TEXT FOR ANALYSIS
=-=-=-=-=

The award is for successful adoption of WHO surgical safety checklist, 1107 errors proactively identified and rectified with this practice
Fortis Healthcare was awarded the Golden Globe Tigers Award for the category of ‘Best Patient Safety Initiative’ as it successfully adopted and implemented the World Health Organisation’s (WHO) Surgical Safety Checklist (SSCL) for patient safety and risk minimisation in the operating room. Reportedly, Fortis has standardised and implemented a single surgical safety checklist across all Fortis Hospitals in India that has improved consent practice and compliance of the ‘Fortis Anti-Microbial Stewardship’ (AMS) programme, and has also given a boost to employee confidence, improved the efficiency of the system and reduced inter-fraternity barriers.
Following the founding principle of medicine – Primum Non Nocere (First Do No Harm), Fortis adopted a global standard of patient safety enunciated by the WHO. Such standardised checklist across all hospitals of Fortis in India and their implementation has improved patient safety and risk minimisation in the operating room. This practice has helped to detect 1107 errors. Due to timely response, these errors were proactively rectified. There were 23 errors that could have caused serious patient harm, informed a press release.

=-=-=-=-=

ACTIVITIES
(a) Duplicate the passage of the Fortis award text starting with "The award is" and going on through "reduced inter-fraternity barriers.".
(b) According to the Fortis award text, how many of the detected errors could have caused serious patient harm?
(c) Take the text about Fortis Healthcare's patient safety award further, starting after its final sentence.
The rows have nothing to do with the text about the Fortis Healthcare award.

Referring expression pointing data
=-=-=-=-=

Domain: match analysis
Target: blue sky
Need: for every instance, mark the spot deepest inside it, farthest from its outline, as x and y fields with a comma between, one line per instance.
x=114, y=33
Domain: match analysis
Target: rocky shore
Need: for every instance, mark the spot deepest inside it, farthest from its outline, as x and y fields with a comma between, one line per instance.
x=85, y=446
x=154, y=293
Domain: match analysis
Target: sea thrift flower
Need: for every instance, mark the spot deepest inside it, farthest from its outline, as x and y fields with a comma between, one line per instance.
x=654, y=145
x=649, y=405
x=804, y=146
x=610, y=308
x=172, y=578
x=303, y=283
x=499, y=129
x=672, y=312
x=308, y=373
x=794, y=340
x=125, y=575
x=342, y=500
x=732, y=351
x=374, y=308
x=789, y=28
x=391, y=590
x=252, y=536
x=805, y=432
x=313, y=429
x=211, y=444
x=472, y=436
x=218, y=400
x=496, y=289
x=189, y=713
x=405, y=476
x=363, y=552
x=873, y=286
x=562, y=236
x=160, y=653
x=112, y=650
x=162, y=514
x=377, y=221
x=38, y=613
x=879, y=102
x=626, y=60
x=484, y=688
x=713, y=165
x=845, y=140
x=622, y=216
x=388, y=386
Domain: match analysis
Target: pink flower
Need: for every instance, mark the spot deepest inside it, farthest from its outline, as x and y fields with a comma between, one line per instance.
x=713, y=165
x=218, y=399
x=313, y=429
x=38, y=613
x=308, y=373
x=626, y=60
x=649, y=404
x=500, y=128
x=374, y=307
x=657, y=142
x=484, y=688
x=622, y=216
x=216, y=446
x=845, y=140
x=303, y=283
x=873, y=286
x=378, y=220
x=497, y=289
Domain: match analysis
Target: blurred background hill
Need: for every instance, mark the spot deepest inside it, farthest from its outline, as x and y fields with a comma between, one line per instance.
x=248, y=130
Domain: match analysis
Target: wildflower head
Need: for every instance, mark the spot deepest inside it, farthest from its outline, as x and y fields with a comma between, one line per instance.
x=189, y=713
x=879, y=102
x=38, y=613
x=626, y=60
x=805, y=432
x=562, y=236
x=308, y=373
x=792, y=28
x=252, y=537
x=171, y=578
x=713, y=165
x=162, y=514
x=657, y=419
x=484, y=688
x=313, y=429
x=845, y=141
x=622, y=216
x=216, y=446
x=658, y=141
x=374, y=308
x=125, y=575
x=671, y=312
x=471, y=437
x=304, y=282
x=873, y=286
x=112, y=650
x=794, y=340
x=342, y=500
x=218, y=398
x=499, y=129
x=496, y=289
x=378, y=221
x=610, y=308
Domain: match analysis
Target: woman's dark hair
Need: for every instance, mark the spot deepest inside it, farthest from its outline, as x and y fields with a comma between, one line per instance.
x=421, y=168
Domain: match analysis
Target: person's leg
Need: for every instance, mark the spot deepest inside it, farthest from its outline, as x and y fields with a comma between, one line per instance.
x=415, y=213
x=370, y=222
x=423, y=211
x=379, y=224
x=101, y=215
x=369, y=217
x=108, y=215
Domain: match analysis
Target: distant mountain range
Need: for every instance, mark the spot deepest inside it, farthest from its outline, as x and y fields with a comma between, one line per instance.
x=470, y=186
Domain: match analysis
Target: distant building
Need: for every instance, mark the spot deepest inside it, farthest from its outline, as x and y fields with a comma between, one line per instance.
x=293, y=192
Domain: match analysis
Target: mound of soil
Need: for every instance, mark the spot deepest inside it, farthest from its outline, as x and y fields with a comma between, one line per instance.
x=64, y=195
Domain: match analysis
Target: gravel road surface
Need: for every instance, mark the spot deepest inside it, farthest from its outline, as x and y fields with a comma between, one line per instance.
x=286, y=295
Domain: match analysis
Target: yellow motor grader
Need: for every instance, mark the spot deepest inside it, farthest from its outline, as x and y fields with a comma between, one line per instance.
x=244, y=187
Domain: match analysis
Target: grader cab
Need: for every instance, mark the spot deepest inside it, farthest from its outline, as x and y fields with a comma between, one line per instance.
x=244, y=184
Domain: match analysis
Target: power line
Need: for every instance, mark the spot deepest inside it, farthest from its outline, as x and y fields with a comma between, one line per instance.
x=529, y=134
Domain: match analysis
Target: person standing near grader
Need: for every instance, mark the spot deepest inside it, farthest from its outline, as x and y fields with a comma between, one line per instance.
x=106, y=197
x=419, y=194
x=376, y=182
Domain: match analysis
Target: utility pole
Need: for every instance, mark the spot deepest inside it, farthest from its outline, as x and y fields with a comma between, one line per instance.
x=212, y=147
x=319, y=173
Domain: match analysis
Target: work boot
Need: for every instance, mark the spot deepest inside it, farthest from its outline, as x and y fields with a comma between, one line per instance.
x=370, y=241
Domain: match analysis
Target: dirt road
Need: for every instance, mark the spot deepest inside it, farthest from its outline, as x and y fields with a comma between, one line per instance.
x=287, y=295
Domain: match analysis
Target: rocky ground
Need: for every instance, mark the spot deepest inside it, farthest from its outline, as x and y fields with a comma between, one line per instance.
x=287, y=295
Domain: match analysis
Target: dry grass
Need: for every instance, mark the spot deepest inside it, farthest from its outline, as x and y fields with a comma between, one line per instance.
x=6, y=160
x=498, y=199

=-=-=-=-=

ANSWER LIST
(a)
The award is for successful adoption of WHO surgical safety checklist, 1107 errors proactively identified and rectified with this practice
Fortis Healthcare was awarded the Golden Globe Tigers Award for the category of ‘Best Patient Safety Initiative’ as it successfully adopted and implemented the World Health Organisation’s (WHO) Surgical Safety Checklist (SSCL) for patient safety and risk minimisation in the operating room. Reportedly, Fortis has standardised and implemented a single surgical safety checklist across all Fortis Hospitals in India that has improved consent practice and compliance of the ‘Fortis Anti-Microbial Stewardship’ (AMS) programme, and has also given a boost to employee confidence, improved the efficiency of the system and reduced inter-fraternity barriers.

(b) 23 errors could have caused serious patient harm.

(c)
Speaking on the occasion, Dr Bishnu Panigrahi, Senior VP, Medical Strategy and Operations Group (MSOG) said, “It is heartening to be awarded and internationally recognised for our initiative in patient safety and risk minimisation in operations room, bound by our guiding principle of patient care. This initiative has helped not only standardised treatment across all Fortis Hospitals but also ensured best global safety guidelines.”
Due care has been taken to periodically review efficient implementation of these checklist across Fortis Hospitals. At every monthly review meeting that tracks the progress of SSCL implementation; the collated data is analysed and presented in the form of a report and presented to the management for actions. The campaign was launched under WHO supervision and trainings were conducted among all the stakeholders during the course of its implementation process.